(Stored items)
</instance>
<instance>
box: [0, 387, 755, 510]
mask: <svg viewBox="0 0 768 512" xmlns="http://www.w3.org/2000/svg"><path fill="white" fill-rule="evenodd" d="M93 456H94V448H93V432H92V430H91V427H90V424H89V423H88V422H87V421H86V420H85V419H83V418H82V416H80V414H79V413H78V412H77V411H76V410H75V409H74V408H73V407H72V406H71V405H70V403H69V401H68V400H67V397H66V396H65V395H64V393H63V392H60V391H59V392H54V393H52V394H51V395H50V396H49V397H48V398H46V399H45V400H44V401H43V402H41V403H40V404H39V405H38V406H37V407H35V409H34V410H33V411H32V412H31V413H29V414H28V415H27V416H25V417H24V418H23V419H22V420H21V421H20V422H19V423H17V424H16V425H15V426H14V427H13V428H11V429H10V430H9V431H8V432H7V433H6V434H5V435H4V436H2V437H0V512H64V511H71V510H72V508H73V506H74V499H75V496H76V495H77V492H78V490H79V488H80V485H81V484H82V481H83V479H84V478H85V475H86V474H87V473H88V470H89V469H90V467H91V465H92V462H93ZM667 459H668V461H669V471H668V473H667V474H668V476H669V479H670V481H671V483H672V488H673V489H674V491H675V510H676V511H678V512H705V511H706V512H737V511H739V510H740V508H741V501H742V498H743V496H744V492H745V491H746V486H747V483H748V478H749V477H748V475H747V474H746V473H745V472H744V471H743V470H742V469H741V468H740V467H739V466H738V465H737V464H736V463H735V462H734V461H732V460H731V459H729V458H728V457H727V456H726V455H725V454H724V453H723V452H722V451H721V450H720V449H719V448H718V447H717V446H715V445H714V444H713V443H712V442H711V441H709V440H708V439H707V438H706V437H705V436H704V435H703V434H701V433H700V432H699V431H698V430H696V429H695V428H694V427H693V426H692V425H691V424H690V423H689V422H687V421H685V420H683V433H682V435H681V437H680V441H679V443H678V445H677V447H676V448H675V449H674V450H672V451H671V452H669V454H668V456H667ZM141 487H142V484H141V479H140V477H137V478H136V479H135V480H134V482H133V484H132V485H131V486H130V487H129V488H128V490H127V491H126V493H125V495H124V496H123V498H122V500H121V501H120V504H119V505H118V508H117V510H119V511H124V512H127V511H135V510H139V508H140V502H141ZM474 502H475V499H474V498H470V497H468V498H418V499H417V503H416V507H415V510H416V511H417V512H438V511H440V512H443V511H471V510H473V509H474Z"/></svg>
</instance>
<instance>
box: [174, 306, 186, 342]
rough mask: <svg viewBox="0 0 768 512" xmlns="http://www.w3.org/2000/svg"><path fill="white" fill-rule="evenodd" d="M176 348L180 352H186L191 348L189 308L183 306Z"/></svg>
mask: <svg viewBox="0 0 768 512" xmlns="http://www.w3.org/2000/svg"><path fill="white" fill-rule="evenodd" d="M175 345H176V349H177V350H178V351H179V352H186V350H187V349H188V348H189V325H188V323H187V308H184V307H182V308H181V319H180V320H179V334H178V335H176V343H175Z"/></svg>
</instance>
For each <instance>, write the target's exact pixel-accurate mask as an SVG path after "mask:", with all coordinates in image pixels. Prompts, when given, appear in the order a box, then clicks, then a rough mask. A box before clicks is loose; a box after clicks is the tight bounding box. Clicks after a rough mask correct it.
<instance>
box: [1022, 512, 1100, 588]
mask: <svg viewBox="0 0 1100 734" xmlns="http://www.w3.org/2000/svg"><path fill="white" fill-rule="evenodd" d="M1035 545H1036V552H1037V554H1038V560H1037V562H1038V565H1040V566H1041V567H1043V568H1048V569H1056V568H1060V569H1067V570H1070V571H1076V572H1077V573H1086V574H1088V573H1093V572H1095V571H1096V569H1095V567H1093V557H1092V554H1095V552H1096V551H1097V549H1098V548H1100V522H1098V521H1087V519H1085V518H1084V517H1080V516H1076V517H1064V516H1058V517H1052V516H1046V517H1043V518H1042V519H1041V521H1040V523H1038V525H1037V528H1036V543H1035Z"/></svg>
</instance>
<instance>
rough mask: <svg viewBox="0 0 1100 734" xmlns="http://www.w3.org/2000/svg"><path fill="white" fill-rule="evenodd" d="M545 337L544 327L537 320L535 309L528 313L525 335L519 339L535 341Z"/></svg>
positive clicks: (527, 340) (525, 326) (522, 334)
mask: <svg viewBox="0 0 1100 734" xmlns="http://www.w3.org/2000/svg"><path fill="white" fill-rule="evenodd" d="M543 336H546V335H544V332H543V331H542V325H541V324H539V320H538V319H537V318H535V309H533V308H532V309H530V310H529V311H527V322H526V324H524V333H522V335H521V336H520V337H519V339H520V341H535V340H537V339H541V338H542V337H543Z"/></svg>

Your task: Copy out the lines above word for word, stopping after the line containing "box: [174, 306, 186, 342]".

Final answer:
</instance>
<instance>
box: [0, 387, 755, 510]
mask: <svg viewBox="0 0 768 512" xmlns="http://www.w3.org/2000/svg"><path fill="white" fill-rule="evenodd" d="M93 456H94V448H93V432H92V430H91V427H90V424H89V423H88V422H87V421H86V420H85V419H83V418H82V416H80V414H79V413H78V412H77V411H76V410H75V409H74V408H73V407H72V406H71V405H70V403H69V401H68V400H67V397H66V396H65V395H64V393H63V392H60V391H59V392H54V393H52V394H51V395H50V396H49V397H48V398H46V399H45V400H44V401H43V402H41V403H40V404H39V405H38V406H37V407H35V409H34V410H33V411H32V412H31V413H29V414H28V415H27V416H25V417H24V418H23V419H22V420H21V421H20V422H19V423H17V424H16V425H15V426H14V427H13V428H11V429H10V430H9V431H8V432H7V433H6V434H5V435H4V436H2V437H0V512H64V511H71V510H72V508H73V506H74V499H75V496H76V495H77V492H78V490H79V488H80V485H81V484H82V481H83V479H84V478H85V475H86V474H87V473H88V470H89V469H90V467H91V465H92V462H93ZM667 459H668V461H669V471H668V473H667V474H668V476H669V479H670V481H671V483H672V488H673V489H674V491H675V510H676V511H678V512H705V511H706V512H737V511H739V510H740V508H741V501H742V498H743V496H744V492H745V491H746V486H747V483H748V478H749V477H748V475H747V474H746V473H745V472H744V471H743V470H742V469H741V468H740V467H739V466H738V465H737V464H736V463H735V462H734V461H732V460H731V459H729V458H728V457H727V456H726V455H725V454H724V453H723V452H722V451H721V450H720V449H719V448H718V447H717V446H715V445H714V444H713V443H712V442H711V441H709V440H708V439H707V438H706V437H705V436H704V435H703V434H701V433H700V432H699V431H698V430H696V429H695V428H694V427H693V426H692V425H691V424H690V423H689V422H687V421H685V420H683V433H682V435H681V437H680V441H679V443H678V445H677V447H676V448H675V449H674V450H672V451H671V452H669V454H668V456H667ZM141 487H142V484H141V479H140V477H137V478H136V479H135V480H134V482H133V484H132V485H131V486H130V487H129V488H128V490H127V491H126V493H125V495H124V496H123V498H122V500H121V501H120V504H119V505H118V508H117V510H119V511H124V512H127V511H135V510H139V508H140V502H141ZM474 502H475V499H474V498H470V497H468V498H418V499H417V503H416V507H415V510H416V511H417V512H438V511H440V512H443V511H471V510H473V509H474Z"/></svg>
</instance>
<instance>
box: [174, 306, 186, 342]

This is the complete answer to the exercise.